**TASK GOAL**
Rewrite the rows below, replacing "in the photo above" with "in the preceding image" everywhere and changing nothing else. Leave the pictures out of your answer.

**Pointing dataset rows**
——————
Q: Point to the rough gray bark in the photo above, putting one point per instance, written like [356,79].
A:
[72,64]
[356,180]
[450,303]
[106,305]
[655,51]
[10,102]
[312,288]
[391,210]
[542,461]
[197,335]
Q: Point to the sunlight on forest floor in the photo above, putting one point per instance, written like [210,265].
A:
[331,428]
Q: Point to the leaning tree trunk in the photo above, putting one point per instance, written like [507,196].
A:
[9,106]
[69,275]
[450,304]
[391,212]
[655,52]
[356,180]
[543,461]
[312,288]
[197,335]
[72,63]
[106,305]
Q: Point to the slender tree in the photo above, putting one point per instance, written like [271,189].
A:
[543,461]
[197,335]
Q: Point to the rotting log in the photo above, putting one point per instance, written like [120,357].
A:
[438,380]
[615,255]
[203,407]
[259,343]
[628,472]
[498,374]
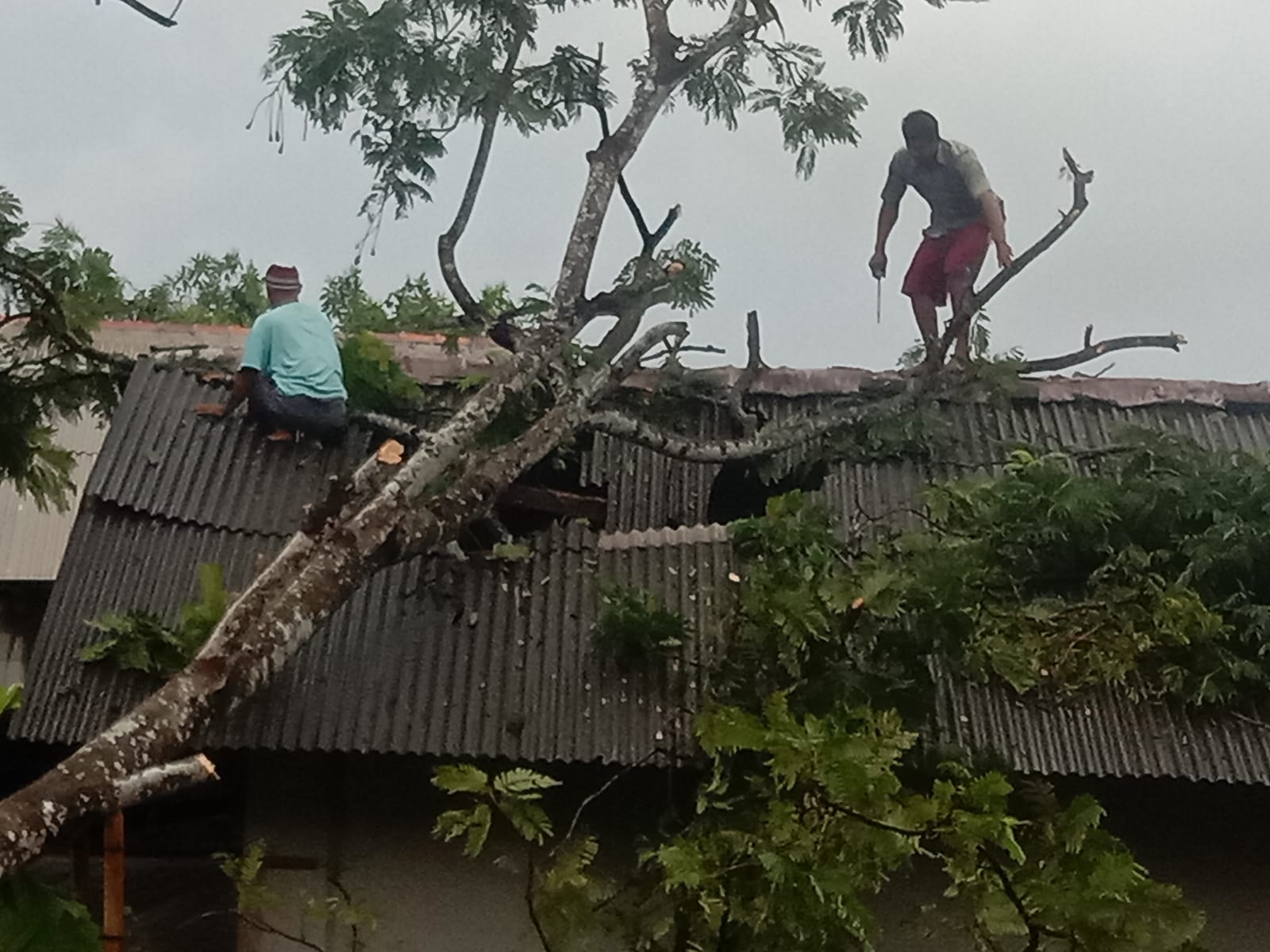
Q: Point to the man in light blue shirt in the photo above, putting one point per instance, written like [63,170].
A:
[291,374]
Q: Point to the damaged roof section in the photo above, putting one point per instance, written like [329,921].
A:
[429,657]
[495,658]
[1104,733]
[648,490]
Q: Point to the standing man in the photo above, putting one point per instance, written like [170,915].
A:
[291,374]
[965,213]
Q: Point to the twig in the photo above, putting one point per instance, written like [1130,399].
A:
[1035,931]
[281,933]
[976,302]
[603,789]
[1090,352]
[446,244]
[874,824]
[529,900]
[689,349]
[1253,721]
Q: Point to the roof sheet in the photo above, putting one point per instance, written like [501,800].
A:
[495,659]
[431,657]
[648,490]
[160,459]
[1104,733]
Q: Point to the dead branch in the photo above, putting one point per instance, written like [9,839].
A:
[649,240]
[154,782]
[772,438]
[154,16]
[1091,351]
[686,349]
[470,309]
[755,365]
[1080,202]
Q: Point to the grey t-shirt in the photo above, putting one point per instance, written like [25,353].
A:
[952,186]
——————
**TASK OUTPUT**
Q: Point to the rough gray bark in the preceding image, putting one point per instance, written like [356,79].
A:
[72,64]
[356,180]
[450,303]
[106,305]
[655,51]
[10,102]
[312,288]
[391,210]
[542,461]
[197,335]
Q: Point to the sunlight on forest floor in the preceding image, putting one point per instance, written like [210,265].
A:
[331,428]
Q: Point to the leaning tree trunk in the preceding image, putting one point per instance, written like [507,196].
A:
[9,106]
[69,275]
[450,304]
[391,212]
[655,52]
[356,180]
[543,461]
[312,288]
[197,335]
[72,63]
[106,305]
Q: Point to the slender tree in the preceding image, putting one point per instance, written like [271,189].
A:
[543,461]
[197,335]
Q: Point to the rotting log in the preceding image, putting one point per instance, written like [120,357].
A:
[438,380]
[615,255]
[203,407]
[259,343]
[628,472]
[498,374]
Q: Point to the man in light blue shirt in the preceding image, putting one point per instance, written like [63,170].
A:
[291,374]
Q: Point to the damaged roof section in the preceding image, putting one point per instance, written like [329,921].
A:
[429,657]
[495,658]
[1104,733]
[648,490]
Q: Point to the standing man in the preceding image, putting one point per instance, written like [170,915].
A:
[291,374]
[965,213]
Q: Point to the twig in the preceding image, putting one point per instance, written like [1130,399].
A:
[1035,931]
[281,933]
[976,302]
[603,789]
[1090,352]
[446,244]
[874,824]
[529,900]
[689,349]
[1253,721]
Q: Point to the roof sheet in the preceding image, putting one point per instance, written like [501,800].
A:
[495,659]
[431,657]
[648,490]
[160,459]
[1104,733]
Q: Point to the dead branch in the preceding image, putting one point per instance, written like [9,839].
A:
[649,240]
[154,782]
[772,438]
[154,16]
[1091,351]
[686,349]
[470,309]
[755,365]
[1080,202]
Q: Point to the grey t-shirt in the preceding image, putting one point per instance, written like [25,353].
A:
[952,186]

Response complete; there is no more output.